= Arne Bøyum =

Norwegian hematologist

Arne Bøyum (4 April 1928 – 3 December 2018) was a Norwegian radiation biologist and hematologist.

He grew up in Voss and then his family moved to Sandane in 1938 when his father became headmaster of Firda Landsgymnas. At the same school, Bøyum finished his secondary education in 1947. He graduated with the cand.med. degree from the University of Bergen in 1954. After a few years working as a physician, he became a research fellow at Rikshospitalet and later took the dr.med. degree in 1968.

He spent the better part of his scientific career at the Norwegian Defence Research Establishment, from 1961. After reaching the ordinary retirement age he was a researcher at the University of Oslo Institute of Basic Medical Sciences. He was inducted into the Norwegian Academy of Science and Letters in 1995.

First and foremost, Bøyum became known as Norway's most cited researcher of all time.

[Records from a dataset]

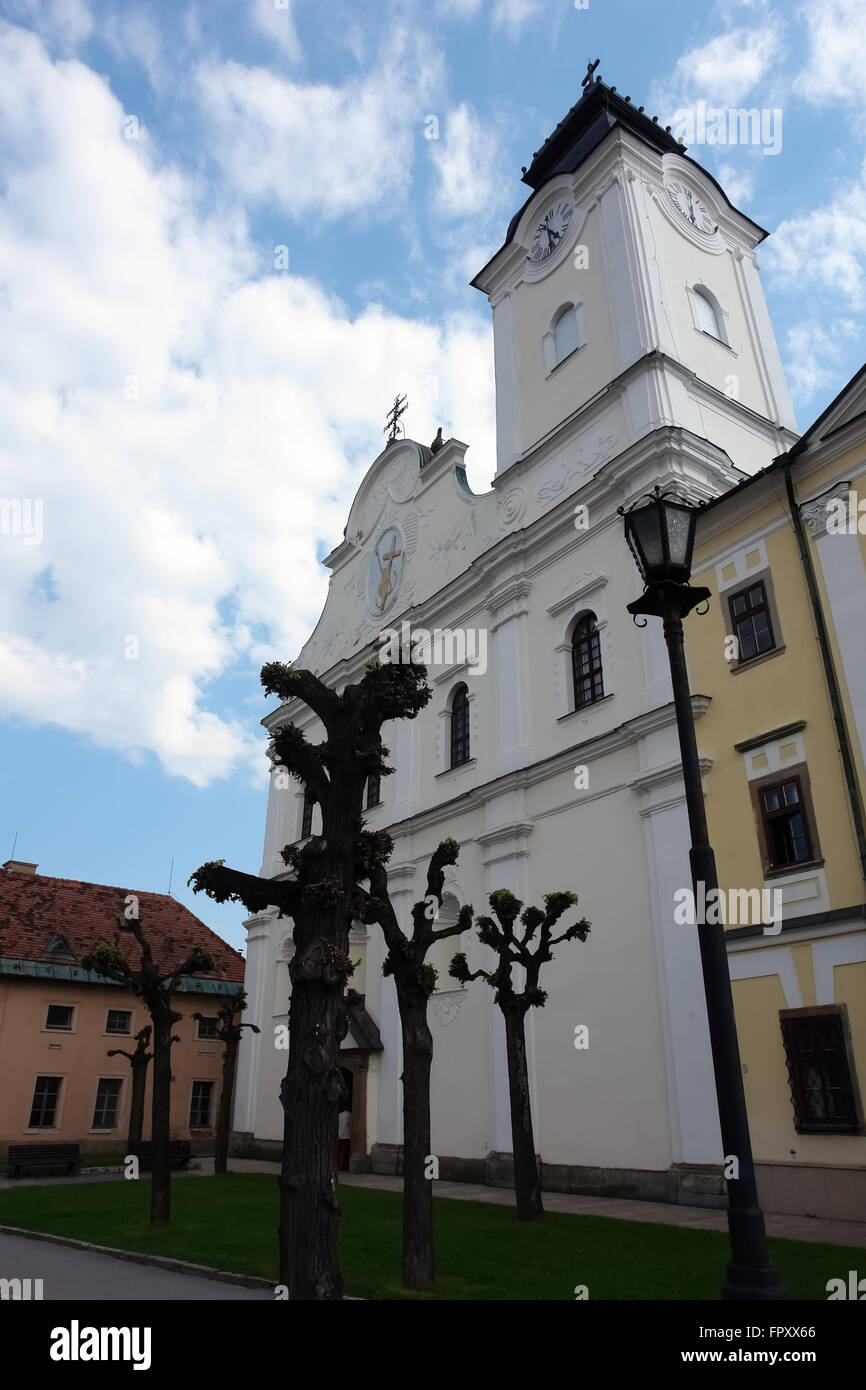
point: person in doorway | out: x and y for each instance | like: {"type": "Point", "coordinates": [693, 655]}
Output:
{"type": "Point", "coordinates": [344, 1140]}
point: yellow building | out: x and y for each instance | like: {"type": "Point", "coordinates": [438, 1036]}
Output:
{"type": "Point", "coordinates": [781, 653]}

Parts of the exercise »
(A) Reproduce the passage about Arne Bøyum word for word, from "He spent the" up to and including "Letters in 1995.".
(B) Write the next part of the article on Arne Bøyum, picking up right after its last sentence.

Task-by-task results »
(A)
He spent the better part of his scientific career at the Norwegian Defence Research Establishment, from 1961. After reaching the ordinary retirement age he was a researcher at the University of Oslo Institute of Basic Medical Sciences. He was inducted into the Norwegian Academy of Science and Letters in 1995.

(B)
His article on separating white blood cells from 1968 was cited more than 14,000 times during the first four decades.
After joining the radiation biology group at the Defence Research Establishment, he did experimental studies on bone marrow and blood cells. With the aim of augmenting defense and medicine against ABC weapons such as radiation damage, this is also relevant in cancer therapy. Bøyum's research was also relevant for HIV and AIDS. In his later career, he studied physical stress and the immune system.

He died at the age of 90. Hobbies included mountaineering, musical instruments and bridge.